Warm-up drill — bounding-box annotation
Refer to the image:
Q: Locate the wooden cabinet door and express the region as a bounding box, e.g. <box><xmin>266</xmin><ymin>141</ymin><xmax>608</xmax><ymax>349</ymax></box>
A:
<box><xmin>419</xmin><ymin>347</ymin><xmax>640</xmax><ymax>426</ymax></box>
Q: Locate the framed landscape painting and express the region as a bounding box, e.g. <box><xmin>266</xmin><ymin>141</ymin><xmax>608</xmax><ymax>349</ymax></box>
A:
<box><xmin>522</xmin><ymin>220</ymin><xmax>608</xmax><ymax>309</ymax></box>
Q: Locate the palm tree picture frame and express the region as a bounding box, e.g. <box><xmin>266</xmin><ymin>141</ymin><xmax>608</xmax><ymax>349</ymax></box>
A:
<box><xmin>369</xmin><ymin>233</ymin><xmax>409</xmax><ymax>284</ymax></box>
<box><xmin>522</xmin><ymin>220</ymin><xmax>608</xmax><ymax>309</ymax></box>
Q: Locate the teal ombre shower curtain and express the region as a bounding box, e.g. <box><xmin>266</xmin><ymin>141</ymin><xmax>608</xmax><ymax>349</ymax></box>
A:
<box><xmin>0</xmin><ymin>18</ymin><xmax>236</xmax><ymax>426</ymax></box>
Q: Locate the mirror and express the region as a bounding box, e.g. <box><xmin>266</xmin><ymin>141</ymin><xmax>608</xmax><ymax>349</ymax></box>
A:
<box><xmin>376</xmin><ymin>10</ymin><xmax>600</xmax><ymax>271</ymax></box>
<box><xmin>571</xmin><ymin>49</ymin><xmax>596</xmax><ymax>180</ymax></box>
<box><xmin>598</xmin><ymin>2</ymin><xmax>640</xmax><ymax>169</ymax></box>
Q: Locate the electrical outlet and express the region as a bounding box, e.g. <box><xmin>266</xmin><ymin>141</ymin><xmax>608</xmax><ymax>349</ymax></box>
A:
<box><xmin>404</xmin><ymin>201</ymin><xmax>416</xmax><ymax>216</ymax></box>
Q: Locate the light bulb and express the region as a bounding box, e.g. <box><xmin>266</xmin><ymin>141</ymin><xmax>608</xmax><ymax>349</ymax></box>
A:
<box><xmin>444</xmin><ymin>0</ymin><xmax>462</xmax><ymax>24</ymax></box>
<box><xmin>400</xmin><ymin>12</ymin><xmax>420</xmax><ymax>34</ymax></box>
-----
** Written request **
Take the lines of the records that start with the line containing "Q: Locate the teal" and run through the end of the records. Reproduce them with "Locate" renamed to "Find" wherever it appears, and keep everything else unchanged.

** Reply to the exercise **
Q: Find the teal ombre shower curtain and express the region as a bounding box, e.g. <box><xmin>266</xmin><ymin>141</ymin><xmax>608</xmax><ymax>349</ymax></box>
A:
<box><xmin>0</xmin><ymin>18</ymin><xmax>236</xmax><ymax>426</ymax></box>
Q: Find the mirror and express the region as a bounding box, e.g. <box><xmin>266</xmin><ymin>141</ymin><xmax>608</xmax><ymax>349</ymax></box>
A:
<box><xmin>376</xmin><ymin>10</ymin><xmax>600</xmax><ymax>271</ymax></box>
<box><xmin>571</xmin><ymin>49</ymin><xmax>596</xmax><ymax>180</ymax></box>
<box><xmin>598</xmin><ymin>2</ymin><xmax>640</xmax><ymax>169</ymax></box>
Q: Find the electrical outlet and express the region as a bounding box, e.g. <box><xmin>266</xmin><ymin>141</ymin><xmax>608</xmax><ymax>349</ymax></box>
A:
<box><xmin>404</xmin><ymin>201</ymin><xmax>416</xmax><ymax>216</ymax></box>
Q: Find the light bulb and express the region as a bounding box, e.g. <box><xmin>266</xmin><ymin>141</ymin><xmax>608</xmax><ymax>349</ymax></box>
A:
<box><xmin>444</xmin><ymin>0</ymin><xmax>462</xmax><ymax>24</ymax></box>
<box><xmin>400</xmin><ymin>12</ymin><xmax>420</xmax><ymax>34</ymax></box>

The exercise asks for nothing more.